MATERIAL SHOWN
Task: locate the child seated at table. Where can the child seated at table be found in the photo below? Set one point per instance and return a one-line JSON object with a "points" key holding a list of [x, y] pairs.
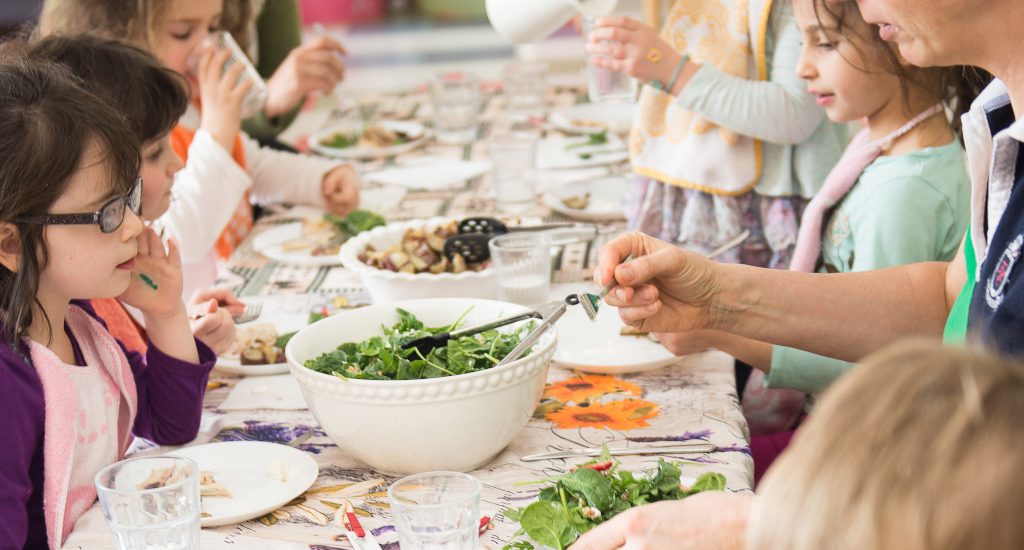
---
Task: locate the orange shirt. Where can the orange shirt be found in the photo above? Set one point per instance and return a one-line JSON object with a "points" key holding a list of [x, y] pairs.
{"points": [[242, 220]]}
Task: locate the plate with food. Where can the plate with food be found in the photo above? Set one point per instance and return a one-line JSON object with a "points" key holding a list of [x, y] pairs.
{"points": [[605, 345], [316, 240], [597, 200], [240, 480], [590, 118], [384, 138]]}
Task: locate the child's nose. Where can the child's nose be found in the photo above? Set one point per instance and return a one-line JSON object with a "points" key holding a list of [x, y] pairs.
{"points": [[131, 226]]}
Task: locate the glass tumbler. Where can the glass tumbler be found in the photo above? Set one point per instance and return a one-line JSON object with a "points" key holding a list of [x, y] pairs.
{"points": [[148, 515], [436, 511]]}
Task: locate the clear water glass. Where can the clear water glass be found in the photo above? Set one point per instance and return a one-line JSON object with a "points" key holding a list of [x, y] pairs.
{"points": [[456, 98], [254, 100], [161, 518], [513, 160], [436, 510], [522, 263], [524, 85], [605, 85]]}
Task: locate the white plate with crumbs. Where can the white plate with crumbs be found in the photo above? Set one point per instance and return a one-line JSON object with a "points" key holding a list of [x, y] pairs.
* * *
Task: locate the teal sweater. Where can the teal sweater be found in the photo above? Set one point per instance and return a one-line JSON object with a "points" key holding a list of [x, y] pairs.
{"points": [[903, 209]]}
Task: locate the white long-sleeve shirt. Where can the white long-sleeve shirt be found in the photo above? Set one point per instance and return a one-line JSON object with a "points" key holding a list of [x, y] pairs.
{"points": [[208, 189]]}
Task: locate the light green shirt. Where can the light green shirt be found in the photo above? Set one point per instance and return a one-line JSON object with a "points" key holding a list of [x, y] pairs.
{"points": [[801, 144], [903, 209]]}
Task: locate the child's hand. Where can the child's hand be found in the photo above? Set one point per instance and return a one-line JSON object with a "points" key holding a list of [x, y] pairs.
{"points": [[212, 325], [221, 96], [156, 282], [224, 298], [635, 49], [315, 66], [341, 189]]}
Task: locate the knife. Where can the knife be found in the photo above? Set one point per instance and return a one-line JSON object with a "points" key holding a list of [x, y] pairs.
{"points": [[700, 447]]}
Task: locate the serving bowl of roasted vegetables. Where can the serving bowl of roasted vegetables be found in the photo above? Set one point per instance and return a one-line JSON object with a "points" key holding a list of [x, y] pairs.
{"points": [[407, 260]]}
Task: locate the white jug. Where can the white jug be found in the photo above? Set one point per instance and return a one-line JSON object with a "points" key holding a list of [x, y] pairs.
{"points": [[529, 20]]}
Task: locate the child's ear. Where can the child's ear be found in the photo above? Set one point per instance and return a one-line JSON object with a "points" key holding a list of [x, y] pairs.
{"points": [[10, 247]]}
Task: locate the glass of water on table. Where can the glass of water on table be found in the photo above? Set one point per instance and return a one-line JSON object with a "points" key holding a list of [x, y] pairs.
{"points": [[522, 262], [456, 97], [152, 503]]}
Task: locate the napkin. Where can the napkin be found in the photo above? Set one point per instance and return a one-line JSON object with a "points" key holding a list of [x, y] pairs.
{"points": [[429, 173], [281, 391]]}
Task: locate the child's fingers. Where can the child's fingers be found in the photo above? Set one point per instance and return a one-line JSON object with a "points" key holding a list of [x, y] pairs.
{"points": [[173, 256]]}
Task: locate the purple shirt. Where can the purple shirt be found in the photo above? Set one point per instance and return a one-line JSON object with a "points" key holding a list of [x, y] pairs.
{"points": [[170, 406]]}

GOAL
Count how many lines in the records above contain the word "clear". Give only the number.

WRITTEN ANSWER
1